--- START OF Data section ---
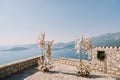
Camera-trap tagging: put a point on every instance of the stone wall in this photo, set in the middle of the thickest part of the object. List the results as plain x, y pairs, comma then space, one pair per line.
111, 63
11, 68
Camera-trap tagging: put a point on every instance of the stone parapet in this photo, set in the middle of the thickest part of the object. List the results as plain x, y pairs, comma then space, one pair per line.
11, 68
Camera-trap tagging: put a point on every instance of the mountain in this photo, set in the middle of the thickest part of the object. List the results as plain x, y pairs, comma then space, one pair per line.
109, 39
16, 49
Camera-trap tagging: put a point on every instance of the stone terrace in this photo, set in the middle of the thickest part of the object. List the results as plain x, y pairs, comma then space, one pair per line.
59, 72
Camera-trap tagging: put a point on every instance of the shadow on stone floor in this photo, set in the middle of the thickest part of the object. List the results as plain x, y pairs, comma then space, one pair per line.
22, 74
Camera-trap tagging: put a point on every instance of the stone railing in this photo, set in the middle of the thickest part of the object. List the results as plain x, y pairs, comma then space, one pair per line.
70, 62
92, 65
11, 68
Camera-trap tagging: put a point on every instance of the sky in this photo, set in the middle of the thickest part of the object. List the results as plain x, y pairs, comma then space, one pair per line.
21, 21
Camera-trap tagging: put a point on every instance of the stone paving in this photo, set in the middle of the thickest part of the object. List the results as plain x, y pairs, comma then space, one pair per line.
59, 72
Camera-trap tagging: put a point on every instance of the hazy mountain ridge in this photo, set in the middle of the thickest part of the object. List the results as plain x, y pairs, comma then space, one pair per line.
--- END OF Data section ---
What to do: Copy out all the data exactly; skip the pictures.

The completed task:
Camera-trap tagging: put a point on every instance of the stone wall in this photo, set in the middle of the thickest part of the object. List the results as plain x, y pairs, comma then space, one pair per line.
111, 63
11, 68
Camera-trap tagging: put a point on every instance of the stone parapet in this photo, set in the middle of the thickest part of the object. List the results as plain x, y pairs, comma then space, one pair per line.
11, 68
Camera-trap tagging: put a point on every instance of the mountain in this photo, set in the middle of the thickest part of the object. List the results as plain x, y pairs, comma then space, one pair per line.
109, 39
16, 49
Camera-trap tagging: put a point on every instance of the stone terrace in this photo, set in the middle of the thickest part of the object. List the results as plain x, y pairs, comma then space, one pair per line.
59, 72
Camera-trap tagging: put a point on every instance of the shadow on stone floor in this photo, set in the middle of the thickest part of the object. List the results as plain x, y pairs, comma then space, one pair per line.
22, 74
Camera-trap tagging: put a point on every instance of the stone railing in this photo, set in the middle of the thickest part of the object. List the results as plain x, y pairs, comma then space, one pair per line.
70, 62
92, 65
11, 68
Camera-trap tagging: put a point on every instance of the sky in this photo, set in the middle of the thickest part of the object. List the results as plain x, y pairs, comma then space, one pair per line.
21, 21
Camera-trap tagging: put a point on every instance of the stone paving in this photo, set in the middle of the thickest part of the object. List the results as plain x, y pairs, comma then space, one pair per line.
59, 72
Camera-trap tagging: put a point on every instance of the hazy mountain ridge in this photo, set in the middle of the thickest part of the object. List the results as plain x, y pairs, comma then space, one pair per line.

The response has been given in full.